> _Exercise details_
Copy nothing but the text: reproduce each line of the listing exactly and leave the pictures out.
Data extract: Begin
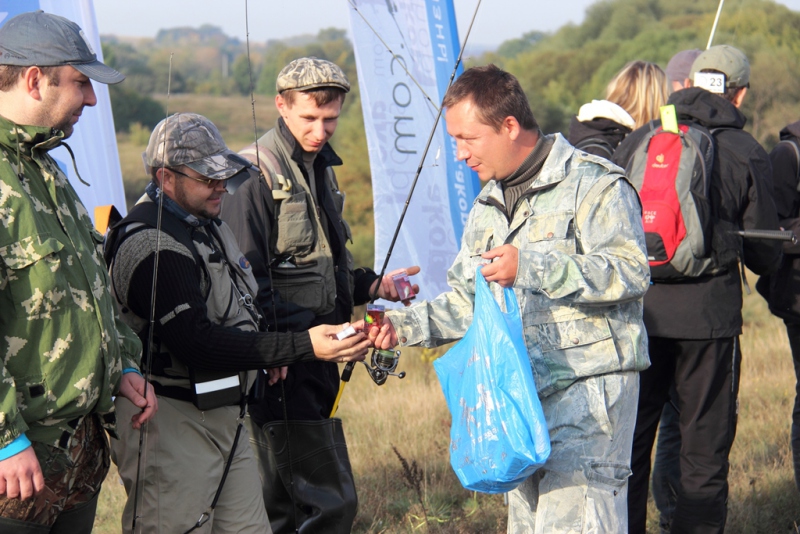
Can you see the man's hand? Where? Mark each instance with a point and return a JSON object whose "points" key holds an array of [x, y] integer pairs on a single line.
{"points": [[327, 347], [277, 373], [503, 269], [388, 291], [21, 475], [132, 388], [384, 337]]}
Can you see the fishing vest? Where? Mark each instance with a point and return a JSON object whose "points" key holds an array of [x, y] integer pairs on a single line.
{"points": [[228, 286], [302, 262]]}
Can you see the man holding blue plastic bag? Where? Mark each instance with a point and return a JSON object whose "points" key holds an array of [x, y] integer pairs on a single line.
{"points": [[563, 229]]}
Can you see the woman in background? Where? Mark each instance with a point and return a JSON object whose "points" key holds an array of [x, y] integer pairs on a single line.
{"points": [[633, 98]]}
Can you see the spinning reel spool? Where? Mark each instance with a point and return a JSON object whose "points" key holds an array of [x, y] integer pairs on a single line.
{"points": [[384, 364]]}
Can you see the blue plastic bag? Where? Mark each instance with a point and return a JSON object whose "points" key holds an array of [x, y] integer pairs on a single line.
{"points": [[498, 436]]}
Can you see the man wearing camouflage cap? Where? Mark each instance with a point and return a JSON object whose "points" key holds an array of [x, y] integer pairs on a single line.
{"points": [[291, 223], [65, 353], [694, 324], [208, 334]]}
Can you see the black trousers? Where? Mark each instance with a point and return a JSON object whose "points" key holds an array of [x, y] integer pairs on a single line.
{"points": [[793, 331], [706, 378]]}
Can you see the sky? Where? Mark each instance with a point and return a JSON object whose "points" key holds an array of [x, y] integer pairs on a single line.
{"points": [[496, 21]]}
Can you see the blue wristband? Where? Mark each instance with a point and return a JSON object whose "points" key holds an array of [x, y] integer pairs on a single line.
{"points": [[15, 447]]}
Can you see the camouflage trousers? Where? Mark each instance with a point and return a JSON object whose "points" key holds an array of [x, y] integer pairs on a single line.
{"points": [[72, 479], [582, 488]]}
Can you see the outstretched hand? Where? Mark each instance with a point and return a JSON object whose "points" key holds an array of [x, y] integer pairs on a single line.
{"points": [[383, 337], [132, 388], [503, 268], [327, 347], [387, 289], [21, 475]]}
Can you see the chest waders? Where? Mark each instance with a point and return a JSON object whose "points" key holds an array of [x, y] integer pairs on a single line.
{"points": [[207, 390]]}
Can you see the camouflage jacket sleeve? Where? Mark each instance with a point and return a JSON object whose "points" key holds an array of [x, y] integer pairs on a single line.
{"points": [[130, 348], [610, 267]]}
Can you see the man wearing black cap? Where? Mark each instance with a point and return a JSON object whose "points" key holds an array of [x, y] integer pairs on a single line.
{"points": [[291, 224], [64, 351], [208, 333], [694, 324]]}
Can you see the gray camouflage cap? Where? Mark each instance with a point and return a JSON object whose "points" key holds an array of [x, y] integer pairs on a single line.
{"points": [[194, 141], [309, 73], [728, 60], [45, 40]]}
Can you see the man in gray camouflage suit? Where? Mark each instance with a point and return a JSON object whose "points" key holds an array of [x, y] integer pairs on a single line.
{"points": [[563, 228]]}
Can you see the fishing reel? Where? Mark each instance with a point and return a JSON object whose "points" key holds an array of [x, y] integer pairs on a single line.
{"points": [[384, 364]]}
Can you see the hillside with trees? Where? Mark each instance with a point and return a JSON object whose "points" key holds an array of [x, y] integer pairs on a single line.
{"points": [[559, 72]]}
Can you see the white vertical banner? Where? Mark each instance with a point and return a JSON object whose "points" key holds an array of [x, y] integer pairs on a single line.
{"points": [[399, 113], [94, 140]]}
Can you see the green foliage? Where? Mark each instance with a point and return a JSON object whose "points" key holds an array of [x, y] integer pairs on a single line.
{"points": [[561, 71], [130, 107]]}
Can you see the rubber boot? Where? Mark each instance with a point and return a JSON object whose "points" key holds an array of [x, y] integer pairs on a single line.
{"points": [[319, 481]]}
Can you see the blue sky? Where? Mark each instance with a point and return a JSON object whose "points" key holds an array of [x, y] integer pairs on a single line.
{"points": [[497, 20]]}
Data extract: End
> _Response below_
Can you see the man's hand? Where? Mark each instance with a point and return a JSON object whose "points" key holds an array of [x, y] integer pairs on a single line.
{"points": [[327, 347], [277, 373], [503, 269], [388, 291], [21, 475], [132, 388], [384, 337]]}
Can you see the fishing vest? Where? Mark each instance with a point and return a JSON object whose "points" key holds an array of [x, y] integer pairs on a single line.
{"points": [[228, 286], [302, 262]]}
Can you see the man holding blue plastic bag? Where? Mark each instance with a point and return a JSON object whose "points" key holds an array of [x, y] integer pairs on a single line.
{"points": [[563, 229]]}
Can you see the woman in background? Where? Mark each instance with a point and return a JSON object whose "points" key holds an array of [x, y] integer pairs on a single line.
{"points": [[633, 98]]}
Can you see the spinning reel spool? Where? Mark each instance with a point and return a JSON object whose "points" key holds an array of [x, y] integer pairs on a single line.
{"points": [[384, 364]]}
Can you see the blue plastic bag? Where? Mark each instance with a point and return a JSON object whose "points" key holds an array of [x, y] integer pairs on a single line.
{"points": [[498, 436]]}
Can you see the man wearing camouflage cap? Where? Mark each instance with a point and return a JSON object whose "points" key holds an array of [x, y] integer pairs on a single line.
{"points": [[291, 223], [65, 353], [694, 324], [208, 334]]}
Can you see the black trousers? Where? Mark each instance with a point and return a JSON object whose "points" key holds an array of [x, y] integer pairs on a single line.
{"points": [[793, 331], [706, 378]]}
Can you see the sky? Where? Mark each instance with a point and return a JSON object whose "points" key holds an array of [x, y] integer pairs on a single line.
{"points": [[496, 21]]}
Can you see the blue wristband? Where? Mark each instance with a point and return a JSON object whose "points" key holds an array of [x, y] integer pairs on a single line.
{"points": [[15, 447]]}
Can you see the camouflage trousers? Where? Mark each instance with a point and return a JSON object whose "points" key holds an array of [x, y] integer pairs on a single line.
{"points": [[72, 479], [582, 488]]}
Can you see the outstretched hand? Where? Mark each instance with a point and return a JSON object whose "points" key holds an array of [x, y] integer pairs on a single line.
{"points": [[383, 337], [132, 388], [503, 268], [327, 347], [387, 289], [21, 475]]}
Can you see the chest waders? Where? Mark each instance with a point and return a JSON object whose "points" key holds an array of [x, y] integer pairs on a single line.
{"points": [[207, 390]]}
Can you see the camouflage jacket sleeve? Where? Mark each instance with a point and return a JSON object whose "points" key holds an array of [x, y] integer pairs on a single line.
{"points": [[130, 348], [610, 267]]}
Can you see the man wearing black cap? Where? Mark each instance with a point and return a JSON object whose "points" key holds an array of [x, y] integer pairs on a single line.
{"points": [[291, 224], [64, 351], [208, 333], [694, 324]]}
Can you see the gray camouflage cap? Where? Mark each instance with a point and return a JSON object whose "points" key holds an array of [x, y] integer pairs on a single line.
{"points": [[194, 141], [309, 73], [728, 60], [45, 40]]}
Can you see the man in gray camouflage suit? Where? Mark each instance with a point and return a JSON object whose "points" key holds an array of [x, y] integer pairs on a single line.
{"points": [[563, 228]]}
Can you see the fishing reel? Where? Mark each instance with a point and return a JSON object whose "points" key holds an array of [x, y] integer pairs on a single line.
{"points": [[384, 364]]}
Can you see the hillside with trees? Where? Mark each instance with a point and return a JSON object whose "points" key holds an array of [x, y] integer pairs on a single line.
{"points": [[559, 72]]}
Can you see the white vertical banner? Where? Mark each instance with a point and return a JSON object whose "points" key holds an array of [x, y] integer pairs on a single line.
{"points": [[399, 113], [94, 140]]}
Can you see the green foliage? Where? Mark each instance with a point and return a JSON object whose "points" key holds an array of [x, y] integer pairs on a single line.
{"points": [[561, 71], [130, 107]]}
Can you see the rubber boot? Where? Mark each instance with a point and return a JSON object whose "points" key holds an array of [x, y] integer pairs on a single line.
{"points": [[319, 481]]}
Can you see the blue sky? Where? Mark each instance with a point and return a JSON object whose "points" key holds an array of [x, y] integer pairs on a single line.
{"points": [[497, 20]]}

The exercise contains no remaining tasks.